Saturday, July 8, 2017

Justice League Action "Time Out"

learned:

* Wonder Woman: i can do my own makeup this shoot. a girl's gotta save money somehow. i'm paying for all the dates with Superman.

* H.I.V.E. Master: free will is a disease.
Wonder Woman: didn't hear you freely say that just then, you were too sick to speak.

* Wonder Woman: are all of our villains weird?
Batman: NO ONE is weirder than me.

* H.I.V.E. Master: Wonder Whelp...
Wonder Woman: you insult me with millennial cyberspeak? that really hurts. next time at least call me Wonder Witch and make me a respectable woman.

* Booster Gold: i'm so cool i wear shades when the sky is blackened. did that hydrant just disappear? i need to go to the bathroom, it's like a reverse Pavlovian response.

HOW TO COMPLETE THIS TASK
From the post about the Justice League Action episode, extract the text from "Justice League Action" to "weirder than me." word for word.

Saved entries
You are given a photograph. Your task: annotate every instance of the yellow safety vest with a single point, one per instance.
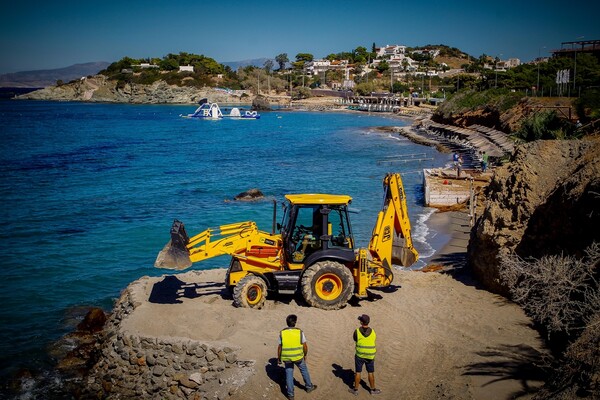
(365, 346)
(291, 345)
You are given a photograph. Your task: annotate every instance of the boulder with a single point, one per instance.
(250, 195)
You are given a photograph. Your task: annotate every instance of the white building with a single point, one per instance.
(390, 51)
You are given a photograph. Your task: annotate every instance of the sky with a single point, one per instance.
(47, 34)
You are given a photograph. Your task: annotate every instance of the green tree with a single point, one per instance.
(282, 59)
(268, 65)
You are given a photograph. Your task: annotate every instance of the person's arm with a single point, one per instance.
(279, 354)
(304, 344)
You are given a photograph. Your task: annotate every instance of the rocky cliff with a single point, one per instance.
(546, 200)
(100, 89)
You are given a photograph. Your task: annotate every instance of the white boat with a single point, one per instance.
(213, 111)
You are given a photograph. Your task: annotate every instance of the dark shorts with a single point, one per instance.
(359, 362)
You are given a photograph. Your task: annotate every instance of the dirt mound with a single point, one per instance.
(544, 202)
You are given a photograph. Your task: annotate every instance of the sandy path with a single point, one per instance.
(437, 337)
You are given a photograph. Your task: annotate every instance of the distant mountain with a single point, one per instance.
(256, 62)
(48, 77)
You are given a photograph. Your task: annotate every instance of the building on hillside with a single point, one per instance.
(568, 49)
(433, 53)
(503, 65)
(390, 51)
(317, 67)
(398, 64)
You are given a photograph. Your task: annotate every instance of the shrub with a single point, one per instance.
(559, 293)
(545, 125)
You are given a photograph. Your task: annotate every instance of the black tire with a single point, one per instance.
(250, 292)
(327, 285)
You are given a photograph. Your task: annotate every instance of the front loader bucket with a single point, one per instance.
(402, 254)
(175, 254)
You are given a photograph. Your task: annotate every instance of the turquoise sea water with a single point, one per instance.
(89, 192)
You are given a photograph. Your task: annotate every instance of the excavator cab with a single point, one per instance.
(315, 227)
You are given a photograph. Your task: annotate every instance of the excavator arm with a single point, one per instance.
(242, 239)
(391, 241)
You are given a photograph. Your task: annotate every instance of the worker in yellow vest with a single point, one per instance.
(365, 338)
(292, 350)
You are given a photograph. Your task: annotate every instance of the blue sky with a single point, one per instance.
(54, 34)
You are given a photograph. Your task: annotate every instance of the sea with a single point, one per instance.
(89, 192)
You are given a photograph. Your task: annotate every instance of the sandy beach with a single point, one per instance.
(438, 334)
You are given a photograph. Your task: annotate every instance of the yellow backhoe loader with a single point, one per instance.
(313, 252)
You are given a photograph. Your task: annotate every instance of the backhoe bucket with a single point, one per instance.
(175, 254)
(402, 254)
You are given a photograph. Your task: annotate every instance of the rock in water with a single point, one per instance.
(250, 195)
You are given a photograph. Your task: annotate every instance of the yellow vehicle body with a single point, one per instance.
(318, 259)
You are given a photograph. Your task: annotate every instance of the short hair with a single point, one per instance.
(291, 320)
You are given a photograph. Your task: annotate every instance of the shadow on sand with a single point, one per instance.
(171, 289)
(520, 363)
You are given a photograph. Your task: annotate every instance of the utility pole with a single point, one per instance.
(537, 88)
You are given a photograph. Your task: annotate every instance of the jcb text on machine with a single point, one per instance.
(313, 252)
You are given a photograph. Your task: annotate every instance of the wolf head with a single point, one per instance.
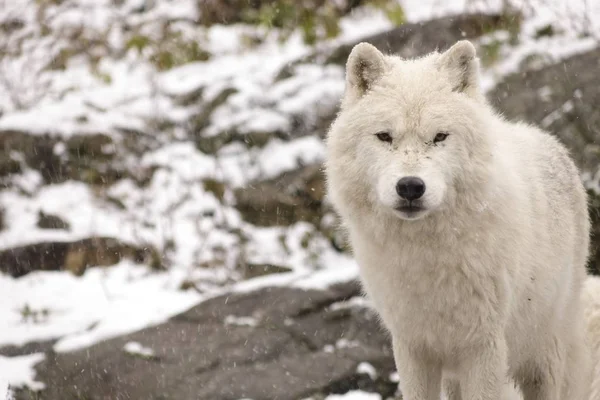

WRITTEN RESPONSE
Justice League Action "Time Out"

learned:

* Wonder Woman: i can do my own makeup this shoot. a girl's gotta save money somehow. i'm paying for all the dates with Superman.

* H.I.V.E. Master: free will is a disease.
Wonder Woman: didn't hear you freely say that just then, you were too sick to speak.

* Wonder Woman: are all of our villains weird?
Batman: NO ONE is weirder than me.